Dataset items:
....
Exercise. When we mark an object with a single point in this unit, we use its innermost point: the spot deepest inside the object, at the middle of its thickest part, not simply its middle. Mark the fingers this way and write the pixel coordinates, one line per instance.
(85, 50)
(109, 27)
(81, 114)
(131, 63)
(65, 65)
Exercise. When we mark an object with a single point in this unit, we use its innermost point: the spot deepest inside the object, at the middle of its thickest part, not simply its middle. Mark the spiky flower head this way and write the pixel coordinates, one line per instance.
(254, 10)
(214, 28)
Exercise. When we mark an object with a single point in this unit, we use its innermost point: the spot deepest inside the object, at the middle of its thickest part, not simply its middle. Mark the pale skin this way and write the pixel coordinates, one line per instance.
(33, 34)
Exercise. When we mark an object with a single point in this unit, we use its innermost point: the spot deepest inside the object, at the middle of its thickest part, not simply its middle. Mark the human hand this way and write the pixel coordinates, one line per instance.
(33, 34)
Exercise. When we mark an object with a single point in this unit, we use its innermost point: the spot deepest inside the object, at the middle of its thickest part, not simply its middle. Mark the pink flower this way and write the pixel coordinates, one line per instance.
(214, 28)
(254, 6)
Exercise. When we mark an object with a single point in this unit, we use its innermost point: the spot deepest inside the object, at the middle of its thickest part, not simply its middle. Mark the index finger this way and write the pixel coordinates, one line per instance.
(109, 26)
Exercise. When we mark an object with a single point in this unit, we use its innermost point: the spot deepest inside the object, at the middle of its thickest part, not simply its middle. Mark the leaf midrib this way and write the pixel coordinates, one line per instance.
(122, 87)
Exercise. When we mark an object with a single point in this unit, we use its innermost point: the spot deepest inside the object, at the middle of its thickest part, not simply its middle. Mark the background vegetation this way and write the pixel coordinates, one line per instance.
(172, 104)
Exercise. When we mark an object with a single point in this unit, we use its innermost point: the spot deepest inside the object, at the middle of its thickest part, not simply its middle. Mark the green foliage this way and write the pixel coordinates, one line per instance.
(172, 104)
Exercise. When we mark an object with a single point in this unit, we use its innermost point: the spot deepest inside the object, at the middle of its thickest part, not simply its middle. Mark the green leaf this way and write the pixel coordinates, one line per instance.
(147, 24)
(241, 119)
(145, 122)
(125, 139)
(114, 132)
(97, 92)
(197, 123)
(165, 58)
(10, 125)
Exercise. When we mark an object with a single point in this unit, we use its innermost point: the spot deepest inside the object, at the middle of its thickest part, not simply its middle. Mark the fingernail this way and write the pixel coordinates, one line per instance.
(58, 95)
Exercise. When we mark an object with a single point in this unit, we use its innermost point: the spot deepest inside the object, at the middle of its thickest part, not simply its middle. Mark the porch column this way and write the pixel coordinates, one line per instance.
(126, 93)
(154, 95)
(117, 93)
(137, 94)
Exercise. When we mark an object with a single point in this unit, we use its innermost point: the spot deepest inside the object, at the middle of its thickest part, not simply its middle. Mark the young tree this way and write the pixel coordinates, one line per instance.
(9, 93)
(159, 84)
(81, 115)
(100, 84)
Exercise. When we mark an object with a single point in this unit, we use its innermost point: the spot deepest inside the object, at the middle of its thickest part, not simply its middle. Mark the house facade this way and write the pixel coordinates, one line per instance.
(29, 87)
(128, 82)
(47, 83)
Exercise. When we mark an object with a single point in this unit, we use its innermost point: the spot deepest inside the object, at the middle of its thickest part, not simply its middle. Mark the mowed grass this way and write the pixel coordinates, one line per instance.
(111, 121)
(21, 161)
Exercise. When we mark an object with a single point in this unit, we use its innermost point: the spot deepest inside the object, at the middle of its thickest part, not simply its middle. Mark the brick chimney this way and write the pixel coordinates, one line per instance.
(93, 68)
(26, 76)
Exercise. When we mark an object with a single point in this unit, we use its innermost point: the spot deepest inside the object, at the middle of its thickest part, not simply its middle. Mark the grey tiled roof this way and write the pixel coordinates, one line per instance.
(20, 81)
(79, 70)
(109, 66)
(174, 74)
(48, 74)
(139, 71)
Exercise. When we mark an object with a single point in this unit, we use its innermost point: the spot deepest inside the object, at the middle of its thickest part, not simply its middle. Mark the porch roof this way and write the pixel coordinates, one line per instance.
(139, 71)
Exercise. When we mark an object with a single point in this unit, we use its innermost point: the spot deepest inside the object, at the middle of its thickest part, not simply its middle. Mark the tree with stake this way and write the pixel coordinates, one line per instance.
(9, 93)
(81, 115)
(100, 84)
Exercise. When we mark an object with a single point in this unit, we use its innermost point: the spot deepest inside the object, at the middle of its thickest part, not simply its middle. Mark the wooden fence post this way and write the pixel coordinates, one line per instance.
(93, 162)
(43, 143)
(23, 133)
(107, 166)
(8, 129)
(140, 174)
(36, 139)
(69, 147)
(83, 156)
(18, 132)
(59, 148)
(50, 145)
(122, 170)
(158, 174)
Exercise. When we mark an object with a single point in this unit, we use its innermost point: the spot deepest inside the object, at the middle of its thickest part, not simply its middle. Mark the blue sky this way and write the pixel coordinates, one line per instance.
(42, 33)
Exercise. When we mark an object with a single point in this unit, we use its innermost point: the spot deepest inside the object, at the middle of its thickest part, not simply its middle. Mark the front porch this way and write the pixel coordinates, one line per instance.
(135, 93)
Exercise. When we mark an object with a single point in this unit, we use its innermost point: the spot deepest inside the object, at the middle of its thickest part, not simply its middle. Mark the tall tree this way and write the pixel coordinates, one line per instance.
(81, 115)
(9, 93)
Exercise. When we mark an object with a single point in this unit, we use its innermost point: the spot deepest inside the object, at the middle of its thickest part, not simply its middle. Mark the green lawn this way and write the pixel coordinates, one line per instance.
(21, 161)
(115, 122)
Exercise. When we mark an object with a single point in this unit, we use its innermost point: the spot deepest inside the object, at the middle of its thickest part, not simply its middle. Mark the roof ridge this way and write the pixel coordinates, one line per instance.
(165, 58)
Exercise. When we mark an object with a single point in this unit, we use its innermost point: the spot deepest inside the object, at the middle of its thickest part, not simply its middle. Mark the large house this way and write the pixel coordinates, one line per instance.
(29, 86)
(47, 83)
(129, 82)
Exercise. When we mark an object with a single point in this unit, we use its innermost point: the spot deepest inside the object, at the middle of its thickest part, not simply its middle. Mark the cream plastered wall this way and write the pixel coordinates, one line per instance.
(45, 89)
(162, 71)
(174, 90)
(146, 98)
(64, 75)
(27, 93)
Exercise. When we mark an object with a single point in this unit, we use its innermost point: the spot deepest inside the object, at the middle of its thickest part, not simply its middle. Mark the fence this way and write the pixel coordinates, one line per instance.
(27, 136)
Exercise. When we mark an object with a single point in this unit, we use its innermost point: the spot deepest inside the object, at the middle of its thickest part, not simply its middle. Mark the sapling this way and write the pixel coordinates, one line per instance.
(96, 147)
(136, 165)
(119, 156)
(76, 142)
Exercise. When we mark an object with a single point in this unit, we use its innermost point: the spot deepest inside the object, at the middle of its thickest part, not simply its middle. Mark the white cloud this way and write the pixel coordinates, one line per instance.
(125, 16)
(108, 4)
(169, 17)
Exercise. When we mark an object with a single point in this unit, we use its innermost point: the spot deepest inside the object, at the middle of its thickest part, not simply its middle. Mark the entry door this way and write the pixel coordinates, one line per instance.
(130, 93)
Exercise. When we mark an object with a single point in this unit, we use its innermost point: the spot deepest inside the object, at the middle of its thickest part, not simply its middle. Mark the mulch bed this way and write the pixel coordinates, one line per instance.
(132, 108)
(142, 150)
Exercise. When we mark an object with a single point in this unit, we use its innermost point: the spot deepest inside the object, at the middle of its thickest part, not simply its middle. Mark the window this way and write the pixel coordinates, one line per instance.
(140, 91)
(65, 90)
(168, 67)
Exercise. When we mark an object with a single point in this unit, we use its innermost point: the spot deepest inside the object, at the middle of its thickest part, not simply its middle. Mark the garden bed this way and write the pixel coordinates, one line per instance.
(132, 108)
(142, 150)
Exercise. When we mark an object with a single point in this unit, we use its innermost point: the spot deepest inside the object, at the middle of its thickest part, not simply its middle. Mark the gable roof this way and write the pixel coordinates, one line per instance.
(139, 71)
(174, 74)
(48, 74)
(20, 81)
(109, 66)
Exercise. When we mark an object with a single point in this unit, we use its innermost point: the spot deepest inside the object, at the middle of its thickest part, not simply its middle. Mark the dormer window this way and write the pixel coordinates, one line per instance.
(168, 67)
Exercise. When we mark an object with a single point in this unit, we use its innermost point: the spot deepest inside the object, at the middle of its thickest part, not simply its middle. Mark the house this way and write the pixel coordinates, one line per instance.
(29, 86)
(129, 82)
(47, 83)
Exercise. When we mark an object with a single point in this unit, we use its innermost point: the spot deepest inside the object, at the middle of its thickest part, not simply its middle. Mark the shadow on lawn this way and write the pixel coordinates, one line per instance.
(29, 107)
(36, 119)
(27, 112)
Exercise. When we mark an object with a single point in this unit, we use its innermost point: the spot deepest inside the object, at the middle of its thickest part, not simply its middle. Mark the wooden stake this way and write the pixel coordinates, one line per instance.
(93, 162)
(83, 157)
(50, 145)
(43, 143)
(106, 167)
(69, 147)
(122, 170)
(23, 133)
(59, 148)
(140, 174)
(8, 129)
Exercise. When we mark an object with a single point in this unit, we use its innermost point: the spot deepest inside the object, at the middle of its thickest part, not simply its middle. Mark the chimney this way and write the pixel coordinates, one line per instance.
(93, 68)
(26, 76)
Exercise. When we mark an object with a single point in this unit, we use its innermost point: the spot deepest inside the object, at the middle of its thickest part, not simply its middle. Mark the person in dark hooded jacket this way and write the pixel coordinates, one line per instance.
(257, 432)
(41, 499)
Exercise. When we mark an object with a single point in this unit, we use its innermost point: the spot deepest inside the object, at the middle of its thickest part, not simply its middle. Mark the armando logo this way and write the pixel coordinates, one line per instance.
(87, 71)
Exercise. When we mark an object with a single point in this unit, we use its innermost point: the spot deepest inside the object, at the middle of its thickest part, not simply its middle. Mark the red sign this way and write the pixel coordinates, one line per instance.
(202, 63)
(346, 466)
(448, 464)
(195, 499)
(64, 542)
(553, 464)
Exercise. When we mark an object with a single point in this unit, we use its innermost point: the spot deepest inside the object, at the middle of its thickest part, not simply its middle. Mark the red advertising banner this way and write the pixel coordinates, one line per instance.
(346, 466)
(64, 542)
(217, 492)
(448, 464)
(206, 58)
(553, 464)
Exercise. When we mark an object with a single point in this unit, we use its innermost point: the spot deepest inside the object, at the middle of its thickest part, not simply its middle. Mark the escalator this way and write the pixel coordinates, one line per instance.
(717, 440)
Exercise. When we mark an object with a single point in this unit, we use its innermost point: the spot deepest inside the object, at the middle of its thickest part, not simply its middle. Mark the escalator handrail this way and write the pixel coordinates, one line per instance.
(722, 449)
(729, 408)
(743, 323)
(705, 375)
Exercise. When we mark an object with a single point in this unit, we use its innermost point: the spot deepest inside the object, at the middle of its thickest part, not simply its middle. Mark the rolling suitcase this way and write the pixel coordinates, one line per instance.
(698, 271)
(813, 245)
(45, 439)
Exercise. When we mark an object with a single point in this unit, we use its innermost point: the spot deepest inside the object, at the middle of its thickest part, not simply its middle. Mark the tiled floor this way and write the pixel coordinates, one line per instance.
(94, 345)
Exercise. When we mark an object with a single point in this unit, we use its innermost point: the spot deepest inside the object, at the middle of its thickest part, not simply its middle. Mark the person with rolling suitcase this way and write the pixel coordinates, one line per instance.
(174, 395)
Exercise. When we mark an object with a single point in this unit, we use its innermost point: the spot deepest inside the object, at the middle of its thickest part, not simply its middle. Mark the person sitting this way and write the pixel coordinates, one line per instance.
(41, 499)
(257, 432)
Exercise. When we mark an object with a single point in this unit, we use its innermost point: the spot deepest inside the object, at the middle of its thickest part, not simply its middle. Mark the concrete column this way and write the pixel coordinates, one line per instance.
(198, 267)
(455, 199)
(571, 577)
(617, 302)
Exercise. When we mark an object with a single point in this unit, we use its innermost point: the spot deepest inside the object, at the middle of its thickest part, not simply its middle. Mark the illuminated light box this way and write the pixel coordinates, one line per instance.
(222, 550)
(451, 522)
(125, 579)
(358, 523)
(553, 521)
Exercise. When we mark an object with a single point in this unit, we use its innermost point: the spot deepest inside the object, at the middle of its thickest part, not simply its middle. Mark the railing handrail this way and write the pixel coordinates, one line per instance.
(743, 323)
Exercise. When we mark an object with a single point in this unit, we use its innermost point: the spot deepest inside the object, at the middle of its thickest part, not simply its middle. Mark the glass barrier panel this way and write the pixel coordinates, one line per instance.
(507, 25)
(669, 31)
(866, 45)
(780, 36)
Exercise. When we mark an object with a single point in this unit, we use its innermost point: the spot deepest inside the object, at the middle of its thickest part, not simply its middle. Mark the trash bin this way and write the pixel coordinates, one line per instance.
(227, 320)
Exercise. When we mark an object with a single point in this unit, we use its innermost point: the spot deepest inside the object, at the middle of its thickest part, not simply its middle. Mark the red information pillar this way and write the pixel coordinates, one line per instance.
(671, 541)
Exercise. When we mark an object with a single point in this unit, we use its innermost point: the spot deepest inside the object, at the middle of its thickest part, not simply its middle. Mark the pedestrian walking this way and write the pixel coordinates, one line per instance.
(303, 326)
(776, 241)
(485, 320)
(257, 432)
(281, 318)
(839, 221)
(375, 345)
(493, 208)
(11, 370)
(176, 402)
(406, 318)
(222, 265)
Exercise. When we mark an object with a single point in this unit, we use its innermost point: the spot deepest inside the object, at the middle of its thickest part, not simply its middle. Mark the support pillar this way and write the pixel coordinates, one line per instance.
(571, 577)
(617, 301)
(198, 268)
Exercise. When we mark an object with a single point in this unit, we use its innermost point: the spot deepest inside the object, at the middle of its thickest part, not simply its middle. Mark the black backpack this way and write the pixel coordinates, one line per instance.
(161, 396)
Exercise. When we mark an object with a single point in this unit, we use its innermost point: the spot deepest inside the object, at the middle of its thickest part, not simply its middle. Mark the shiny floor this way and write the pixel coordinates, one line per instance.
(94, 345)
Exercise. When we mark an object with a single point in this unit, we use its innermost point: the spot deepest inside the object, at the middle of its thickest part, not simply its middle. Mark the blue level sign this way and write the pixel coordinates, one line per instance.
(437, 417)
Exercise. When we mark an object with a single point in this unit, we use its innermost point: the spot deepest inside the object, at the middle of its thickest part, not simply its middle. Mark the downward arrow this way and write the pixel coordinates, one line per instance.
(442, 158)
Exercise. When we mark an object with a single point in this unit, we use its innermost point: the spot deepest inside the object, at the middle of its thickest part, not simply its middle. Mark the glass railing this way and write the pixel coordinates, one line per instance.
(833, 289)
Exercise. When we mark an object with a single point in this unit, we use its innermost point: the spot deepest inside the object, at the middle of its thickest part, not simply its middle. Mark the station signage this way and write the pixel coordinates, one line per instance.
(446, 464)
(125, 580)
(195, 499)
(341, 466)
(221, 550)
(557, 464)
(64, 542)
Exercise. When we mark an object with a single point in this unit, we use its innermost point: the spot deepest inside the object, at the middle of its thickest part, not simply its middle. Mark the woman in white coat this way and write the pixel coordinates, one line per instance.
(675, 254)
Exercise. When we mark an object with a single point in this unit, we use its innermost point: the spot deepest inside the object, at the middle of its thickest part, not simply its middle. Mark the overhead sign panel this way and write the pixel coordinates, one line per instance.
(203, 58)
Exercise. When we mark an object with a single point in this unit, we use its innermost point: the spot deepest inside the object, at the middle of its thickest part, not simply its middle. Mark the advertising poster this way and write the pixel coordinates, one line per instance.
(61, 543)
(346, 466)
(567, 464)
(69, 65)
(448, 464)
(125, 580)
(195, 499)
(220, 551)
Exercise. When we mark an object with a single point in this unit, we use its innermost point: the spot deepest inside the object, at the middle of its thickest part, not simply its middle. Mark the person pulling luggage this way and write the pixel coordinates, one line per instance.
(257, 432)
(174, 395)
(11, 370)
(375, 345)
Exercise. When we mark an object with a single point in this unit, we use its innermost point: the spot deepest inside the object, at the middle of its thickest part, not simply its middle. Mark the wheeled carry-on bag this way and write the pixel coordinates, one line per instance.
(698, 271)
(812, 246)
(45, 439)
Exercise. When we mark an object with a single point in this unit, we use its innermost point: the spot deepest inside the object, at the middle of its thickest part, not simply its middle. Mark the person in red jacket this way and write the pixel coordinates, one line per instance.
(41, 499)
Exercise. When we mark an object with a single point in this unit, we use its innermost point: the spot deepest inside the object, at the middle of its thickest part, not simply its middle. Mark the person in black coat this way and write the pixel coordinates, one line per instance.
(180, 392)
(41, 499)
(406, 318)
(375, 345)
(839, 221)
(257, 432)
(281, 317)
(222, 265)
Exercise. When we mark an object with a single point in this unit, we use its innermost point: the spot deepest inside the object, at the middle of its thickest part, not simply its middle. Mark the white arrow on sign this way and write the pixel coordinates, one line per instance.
....
Set down, exactly and in full, the lines from the one containing "the person pulling" through the end of the entries; no other line belongs.

Exercise. When we mark an object with a single point in this unit, we use its innermost point: the spot deepest inside the object, at the middle of its thickest part, not simply its middle. Mark the person pulling luggage this way and write the pixel coordinates, one line per instance.
(257, 432)
(174, 395)
(11, 370)
(375, 345)
Exercise. When we mark an object with a single point in this unit, we use its innermost point: the spot deepest inside the object, at the middle of its thickest part, not simply its middle. Mark the wheeled carry-on bag this way and write the pixel coordinates, one line per instance.
(698, 271)
(812, 246)
(45, 439)
Exercise. When we mark an object with a single point in this unit, we use its innermost point: the spot deepest inside the object, at the middle of its thickest part, not simply its middle. Mark the person in red jacket this way and write the pixel coordinates, one line per instance.
(41, 499)
Exercise. When we mark an object with a single point in this unit, we use its innermost point: the spot deepest inside the object, at the middle of its thickest part, not simply its middle. Mark the person in black coat this way and write the pixel coordinates, one line per instance.
(180, 392)
(41, 499)
(406, 318)
(375, 345)
(839, 221)
(257, 432)
(281, 317)
(222, 265)
Exercise. When we mark an object with a single point in this unit, we use its innermost point: the spot deepest inside the object, at the middle of its thickest part, not simply its middle. Mark the white arrow on sign this way and write the pixel coordinates, one line per instance.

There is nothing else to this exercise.